Referring expression data:
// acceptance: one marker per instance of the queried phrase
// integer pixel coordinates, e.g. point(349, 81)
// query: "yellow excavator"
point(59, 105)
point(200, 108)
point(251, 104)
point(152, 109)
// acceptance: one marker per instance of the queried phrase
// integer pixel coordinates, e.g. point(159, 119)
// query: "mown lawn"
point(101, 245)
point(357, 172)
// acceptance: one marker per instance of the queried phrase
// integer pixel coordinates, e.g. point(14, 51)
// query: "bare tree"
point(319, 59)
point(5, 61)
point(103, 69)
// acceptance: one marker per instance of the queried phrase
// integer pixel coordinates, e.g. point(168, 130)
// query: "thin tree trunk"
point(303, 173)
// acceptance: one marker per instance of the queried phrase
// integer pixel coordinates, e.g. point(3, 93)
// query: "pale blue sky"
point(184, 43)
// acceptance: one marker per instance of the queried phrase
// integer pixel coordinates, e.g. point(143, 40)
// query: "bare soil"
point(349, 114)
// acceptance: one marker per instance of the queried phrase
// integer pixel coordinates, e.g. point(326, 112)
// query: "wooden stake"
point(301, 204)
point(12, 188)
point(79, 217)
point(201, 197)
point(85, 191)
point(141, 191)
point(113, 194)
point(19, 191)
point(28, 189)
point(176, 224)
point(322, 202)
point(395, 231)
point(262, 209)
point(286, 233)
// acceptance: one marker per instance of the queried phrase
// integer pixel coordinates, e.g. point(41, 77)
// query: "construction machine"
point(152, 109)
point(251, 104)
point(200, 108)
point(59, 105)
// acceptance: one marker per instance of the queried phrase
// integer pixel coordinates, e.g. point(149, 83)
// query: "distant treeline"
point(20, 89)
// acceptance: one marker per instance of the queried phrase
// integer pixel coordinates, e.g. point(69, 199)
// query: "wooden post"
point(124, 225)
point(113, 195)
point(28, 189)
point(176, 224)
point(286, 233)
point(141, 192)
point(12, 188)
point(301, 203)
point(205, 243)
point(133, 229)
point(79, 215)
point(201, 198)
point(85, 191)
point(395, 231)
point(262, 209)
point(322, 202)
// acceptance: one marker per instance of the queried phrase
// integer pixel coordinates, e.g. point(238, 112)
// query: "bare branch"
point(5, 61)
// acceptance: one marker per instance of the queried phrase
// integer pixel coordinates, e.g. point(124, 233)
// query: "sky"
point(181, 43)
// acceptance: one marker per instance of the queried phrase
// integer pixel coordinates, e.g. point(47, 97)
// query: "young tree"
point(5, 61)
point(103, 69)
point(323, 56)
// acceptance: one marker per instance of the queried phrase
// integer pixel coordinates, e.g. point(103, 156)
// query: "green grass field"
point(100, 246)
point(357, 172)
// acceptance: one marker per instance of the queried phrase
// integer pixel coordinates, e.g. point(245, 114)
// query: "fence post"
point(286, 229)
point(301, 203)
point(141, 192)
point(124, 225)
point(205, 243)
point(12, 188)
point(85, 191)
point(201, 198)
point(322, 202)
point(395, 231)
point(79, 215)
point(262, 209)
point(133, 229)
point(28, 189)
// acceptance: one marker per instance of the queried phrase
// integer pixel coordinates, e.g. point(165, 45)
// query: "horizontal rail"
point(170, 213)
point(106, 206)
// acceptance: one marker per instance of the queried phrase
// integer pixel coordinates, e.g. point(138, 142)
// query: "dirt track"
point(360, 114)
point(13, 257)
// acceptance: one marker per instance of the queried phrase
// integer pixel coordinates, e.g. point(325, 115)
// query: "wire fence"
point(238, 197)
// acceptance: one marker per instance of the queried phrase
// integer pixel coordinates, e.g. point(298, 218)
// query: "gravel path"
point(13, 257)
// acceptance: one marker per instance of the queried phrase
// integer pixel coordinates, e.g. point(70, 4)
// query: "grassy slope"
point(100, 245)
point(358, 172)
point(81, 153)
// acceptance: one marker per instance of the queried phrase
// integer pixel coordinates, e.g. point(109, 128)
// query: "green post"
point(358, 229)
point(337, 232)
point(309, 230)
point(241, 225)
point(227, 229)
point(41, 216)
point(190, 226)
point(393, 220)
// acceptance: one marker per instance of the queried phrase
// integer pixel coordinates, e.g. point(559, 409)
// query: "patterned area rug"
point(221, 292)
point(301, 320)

* [Assignment]:
Reproduce exactly the lines from the beginning of the entries above up to and including the line that contains "e.g. point(159, 119)".

* [Answer space]:
// acceptance: one marker per instance of the queried phrase
// integer pixel coordinates, e.g. point(349, 81)
// query: "yellow excavator"
point(59, 105)
point(200, 108)
point(251, 104)
point(152, 109)
// acceptance: one marker per instance of the queried phrase
// integer pixel coordinates, e.g. point(159, 119)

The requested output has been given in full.